- [Problem description] Please set down every record exactly as it appears below.

[Opening Exercise data section]

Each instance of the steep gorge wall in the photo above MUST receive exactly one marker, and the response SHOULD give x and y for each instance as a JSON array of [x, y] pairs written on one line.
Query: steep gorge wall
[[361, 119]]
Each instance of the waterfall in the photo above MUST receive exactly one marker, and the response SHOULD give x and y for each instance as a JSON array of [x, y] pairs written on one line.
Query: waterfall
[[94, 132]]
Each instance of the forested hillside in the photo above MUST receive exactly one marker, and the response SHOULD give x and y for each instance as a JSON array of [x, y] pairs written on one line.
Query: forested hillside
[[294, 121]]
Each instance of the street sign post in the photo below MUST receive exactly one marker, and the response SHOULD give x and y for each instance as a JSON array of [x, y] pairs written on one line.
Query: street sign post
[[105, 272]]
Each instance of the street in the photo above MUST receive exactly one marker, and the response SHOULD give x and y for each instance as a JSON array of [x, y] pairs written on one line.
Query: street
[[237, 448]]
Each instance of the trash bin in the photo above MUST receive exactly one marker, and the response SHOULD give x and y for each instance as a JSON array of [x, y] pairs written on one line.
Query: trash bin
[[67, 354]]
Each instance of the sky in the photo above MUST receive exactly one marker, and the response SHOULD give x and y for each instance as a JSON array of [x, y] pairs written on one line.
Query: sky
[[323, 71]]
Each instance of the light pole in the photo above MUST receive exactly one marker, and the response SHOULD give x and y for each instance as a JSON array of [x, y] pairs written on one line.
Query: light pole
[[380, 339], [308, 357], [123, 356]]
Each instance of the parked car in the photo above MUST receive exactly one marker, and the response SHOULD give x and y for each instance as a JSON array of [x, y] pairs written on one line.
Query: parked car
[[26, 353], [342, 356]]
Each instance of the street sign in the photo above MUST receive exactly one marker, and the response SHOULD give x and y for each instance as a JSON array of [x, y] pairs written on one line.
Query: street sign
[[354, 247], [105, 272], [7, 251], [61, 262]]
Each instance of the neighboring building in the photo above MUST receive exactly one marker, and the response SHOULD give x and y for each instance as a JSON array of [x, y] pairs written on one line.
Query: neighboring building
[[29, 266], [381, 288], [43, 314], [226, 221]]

[Closing Exercise data section]

- [Written solution]
Each instance of the steep gorge wall in the photo above MUST receive exactly one marker, and the response SHOULD give x and y for each instance as a JSON array of [x, y] pairs written on one line.
Query: steep gorge wall
[[361, 119]]
Each instance of the waterfall in the photo above MUST receive exactly one marker, and the response SHOULD give x and y for each instance as a JSON array of [x, y] pairs written on one line.
Query: waterfall
[[94, 132]]
Each instance of the forested hillside in the photo above MUST receive exactly one marker, and the response SHOULD give x and y for each instance as a JSON array of [x, y] pairs written on one line.
Query: forested hillside
[[294, 121]]
Each instance of the street sign post in the photo below MUST receive exactly one marker, and the response SHOULD give x and y for each instance as a JSON array of [x, y] pairs written on one line.
Query: street sign post
[[105, 272]]
Each instance of the street in the photo above MUST receive exactly one marker, and the response SHOULD give x and y for each instance as a JSON array of [x, y] pairs written on one line.
Query: street
[[237, 448]]
Each instance of the trash bin in the photo above MUST receive exactly one marker, and the response SHOULD give x and y for each instance as a JSON array of [x, y] pairs written on one line.
Query: trash bin
[[67, 354]]
Each instance of the sky in the photo above MUST receive exactly one marker, and the response SHOULD give x and y for each instance as a JSON array of [x, y] pairs written on one line.
Query: sky
[[323, 71]]
Each instance of the light pole in the photo above MUST receive exactly one marker, and the response SHOULD give x and y for each instance as a JSON array of [x, y] pairs written on one line.
Query: light pole
[[380, 339], [308, 357], [123, 356]]
Each instance of the parked car in the photo above MUST receive exactly one marker, and the response SHOULD give x and y for each instance as a JSON array of [x, y] pairs written on one line.
Query: parked car
[[26, 353], [342, 356]]
Each instance of the street sign in the photo above MUST receive exactly one marker, and the response SHOULD give x and y for each instance as a JSON array of [x, y] pairs written on one line.
Query: street sign
[[354, 247], [105, 272], [7, 251], [61, 262]]
Each instance of the neighboring building in the photo above MUST receive exactly one marker, and the response SHOULD give x and y for each instance as a JSON array of [x, y] pairs written on one line.
Query: neighboring building
[[29, 266], [381, 288], [43, 314], [226, 221]]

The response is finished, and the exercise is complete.